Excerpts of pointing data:
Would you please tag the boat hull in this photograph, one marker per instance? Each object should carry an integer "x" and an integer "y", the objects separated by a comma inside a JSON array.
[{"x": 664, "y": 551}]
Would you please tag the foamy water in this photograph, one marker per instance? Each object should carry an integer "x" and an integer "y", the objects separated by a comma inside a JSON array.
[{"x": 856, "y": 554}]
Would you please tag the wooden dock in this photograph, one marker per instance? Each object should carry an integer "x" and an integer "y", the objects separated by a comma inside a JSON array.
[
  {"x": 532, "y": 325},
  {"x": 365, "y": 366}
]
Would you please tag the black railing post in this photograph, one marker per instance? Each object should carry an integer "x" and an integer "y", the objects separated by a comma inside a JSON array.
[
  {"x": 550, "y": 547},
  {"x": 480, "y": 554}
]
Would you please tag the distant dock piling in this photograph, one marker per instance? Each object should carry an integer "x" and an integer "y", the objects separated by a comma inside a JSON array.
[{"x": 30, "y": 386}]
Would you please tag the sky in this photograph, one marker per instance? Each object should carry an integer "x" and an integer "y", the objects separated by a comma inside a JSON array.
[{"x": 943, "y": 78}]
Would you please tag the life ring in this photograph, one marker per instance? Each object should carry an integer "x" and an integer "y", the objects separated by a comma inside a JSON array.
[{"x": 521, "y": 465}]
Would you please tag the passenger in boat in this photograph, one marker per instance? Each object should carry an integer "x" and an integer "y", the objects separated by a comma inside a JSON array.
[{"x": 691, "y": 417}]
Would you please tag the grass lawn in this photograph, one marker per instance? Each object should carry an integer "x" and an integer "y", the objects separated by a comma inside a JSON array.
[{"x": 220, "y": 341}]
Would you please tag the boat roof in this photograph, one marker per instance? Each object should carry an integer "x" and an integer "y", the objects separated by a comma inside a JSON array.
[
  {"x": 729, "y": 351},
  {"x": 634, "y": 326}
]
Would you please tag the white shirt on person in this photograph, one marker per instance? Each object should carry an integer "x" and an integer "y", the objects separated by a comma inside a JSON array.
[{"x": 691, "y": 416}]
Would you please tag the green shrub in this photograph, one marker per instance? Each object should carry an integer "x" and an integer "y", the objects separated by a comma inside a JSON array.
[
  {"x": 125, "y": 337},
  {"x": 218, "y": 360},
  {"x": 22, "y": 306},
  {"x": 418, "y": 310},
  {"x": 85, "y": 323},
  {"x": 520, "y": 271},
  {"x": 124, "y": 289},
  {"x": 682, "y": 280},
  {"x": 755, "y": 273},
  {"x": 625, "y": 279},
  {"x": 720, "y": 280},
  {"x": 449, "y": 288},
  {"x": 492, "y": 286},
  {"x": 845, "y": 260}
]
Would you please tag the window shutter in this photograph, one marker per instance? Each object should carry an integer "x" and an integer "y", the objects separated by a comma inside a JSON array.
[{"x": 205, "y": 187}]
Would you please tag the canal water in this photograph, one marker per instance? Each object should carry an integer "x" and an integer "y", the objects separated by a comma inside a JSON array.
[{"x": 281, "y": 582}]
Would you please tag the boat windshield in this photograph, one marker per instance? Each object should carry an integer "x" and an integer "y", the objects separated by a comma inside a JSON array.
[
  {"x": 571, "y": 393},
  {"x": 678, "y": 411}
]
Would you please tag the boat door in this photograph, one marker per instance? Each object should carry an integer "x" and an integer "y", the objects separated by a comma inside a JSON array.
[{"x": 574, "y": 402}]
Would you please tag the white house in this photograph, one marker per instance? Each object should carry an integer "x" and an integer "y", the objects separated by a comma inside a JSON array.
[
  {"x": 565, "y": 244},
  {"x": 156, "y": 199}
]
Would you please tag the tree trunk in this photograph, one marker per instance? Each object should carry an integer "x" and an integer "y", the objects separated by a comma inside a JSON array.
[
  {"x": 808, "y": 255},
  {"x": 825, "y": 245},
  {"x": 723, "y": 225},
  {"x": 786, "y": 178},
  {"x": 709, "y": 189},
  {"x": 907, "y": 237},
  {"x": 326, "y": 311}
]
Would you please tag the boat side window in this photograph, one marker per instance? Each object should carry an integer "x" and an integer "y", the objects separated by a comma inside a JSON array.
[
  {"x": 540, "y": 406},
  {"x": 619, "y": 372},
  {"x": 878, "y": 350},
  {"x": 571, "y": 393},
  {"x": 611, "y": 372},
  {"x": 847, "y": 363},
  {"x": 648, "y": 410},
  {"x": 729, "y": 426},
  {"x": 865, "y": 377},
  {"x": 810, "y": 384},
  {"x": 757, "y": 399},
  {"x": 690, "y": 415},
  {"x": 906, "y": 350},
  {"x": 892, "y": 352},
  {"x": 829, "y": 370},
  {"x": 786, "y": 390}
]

* **AIM**
Reproduce each record exactly, leaving nothing out.

* **THE COMPLETED TASK**
Would you please tag the boat hull in this photograph, one marker per instance? Each object should carry an integer "x" and an integer "y", the objects separated by a comma inside a JSON array.
[{"x": 664, "y": 551}]
Would you please tag the foamy water in this photograph, one marker per instance? Each object should carry an integer "x" and an integer "y", the objects separated by a comma inside a JSON array.
[{"x": 856, "y": 554}]
Would you please tag the wooden dock in this photograph, one marker per instance? Each object should carry an integer "x" and an integer "y", the objects separated by a comma inside a JSON array.
[
  {"x": 532, "y": 325},
  {"x": 365, "y": 366}
]
Would you please tag the black railing post in this photograph, one marker per instance? Each object should carry an integer "x" and an integer "y", the objects separated by a comma inside a JSON array.
[
  {"x": 550, "y": 547},
  {"x": 480, "y": 554}
]
Would you please tag the distant dock piling in this photograph, one marker per instance? Each object should carry an integer "x" and an integer "y", the objects separated by a comma inside a JSON array.
[{"x": 30, "y": 386}]
Would you please tag the sky in this photograph, one marker per instance? Each object should carry an integer "x" and an integer "y", the objects separated by a comma inside a JSON array.
[{"x": 943, "y": 78}]
Would you please tag the life ring in this photograph, one marker per instance? Each object should carry an integer "x" and an integer "y", the objects separated by a comma inside a JSON array.
[{"x": 521, "y": 465}]
Would you please tag the passenger in boat in this photograph, one marker per instance? Each object should carry an integer "x" and an integer "y", the objects separated by a comma inside a JSON array.
[{"x": 691, "y": 417}]
Would you please tag the grass lawn in this photograph, one marker per instance? Each object should carry an integer "x" and an integer "y", the objects separated by a comma inside a JSON array.
[{"x": 220, "y": 341}]
Would you please tag the boat roof in this photograph, one marker per instance? Each object should carry an integer "x" and an integer "y", the objects separated by a comma inside a JSON array.
[
  {"x": 729, "y": 351},
  {"x": 634, "y": 326}
]
Would you please tag the white shirt on person in this photograph, one marker per instance? Each object should carry an integer "x" and an integer "y", the objects separated by a comma inside a JSON array.
[{"x": 691, "y": 416}]
Would you please tag the green shrub in this photograph, one marker per instance? Each object should carry an integer "x" and an integer "y", the objects separated by a comma inside a JSON array.
[
  {"x": 125, "y": 337},
  {"x": 218, "y": 360},
  {"x": 22, "y": 306},
  {"x": 418, "y": 310},
  {"x": 85, "y": 323},
  {"x": 520, "y": 271},
  {"x": 124, "y": 289},
  {"x": 682, "y": 280},
  {"x": 755, "y": 273},
  {"x": 625, "y": 279},
  {"x": 720, "y": 280},
  {"x": 449, "y": 288},
  {"x": 492, "y": 286},
  {"x": 845, "y": 260}
]
Would you please tag the window shutter in this photograph, one marker per instance? Each object should carry an integer "x" and an integer "y", the objects separated by a comma inside a JSON array.
[{"x": 205, "y": 187}]
Would you please tag the canal water in this photograph, one marker per instance? Each object should carry an integer "x" and an integer "y", the objects separated by a comma inside a JSON array.
[{"x": 281, "y": 582}]
Would you please tag the boat windshield in this photograph, one marker per instance? Each object should carry an integer "x" and an integer "y", the objects separated by a comma inside a JSON array.
[
  {"x": 571, "y": 393},
  {"x": 678, "y": 411}
]
Would you please tag the boat door in this photograph, one marker per instance? Each object should carry an integer "x" and an integer "y", the objects separated by a comma inside a JSON array.
[{"x": 574, "y": 402}]
Would you please tag the white house in this photograph, one marker per instance? Each object should carry an integer "x" and an integer "y", the objects separated by a comma inside a JSON array.
[
  {"x": 565, "y": 244},
  {"x": 156, "y": 199}
]
Would you please tag the tree trunk in this photograph, one marker per instance? Each object should carry an integer "x" and an integer "y", the objects separated by a comma inside a JSON array.
[
  {"x": 808, "y": 255},
  {"x": 825, "y": 245},
  {"x": 723, "y": 225},
  {"x": 786, "y": 178},
  {"x": 709, "y": 189},
  {"x": 907, "y": 237},
  {"x": 326, "y": 311}
]
Would you please tag the boat side window in this photograph, one marker per instance? Each object should carry an integer "x" and an integer "y", the objects separated by a comma inside a JSON array.
[
  {"x": 540, "y": 406},
  {"x": 619, "y": 372},
  {"x": 878, "y": 350},
  {"x": 571, "y": 393},
  {"x": 611, "y": 372},
  {"x": 847, "y": 363},
  {"x": 648, "y": 410},
  {"x": 729, "y": 426},
  {"x": 865, "y": 377},
  {"x": 810, "y": 384},
  {"x": 757, "y": 399},
  {"x": 690, "y": 415},
  {"x": 906, "y": 350},
  {"x": 892, "y": 352},
  {"x": 829, "y": 370},
  {"x": 786, "y": 390}
]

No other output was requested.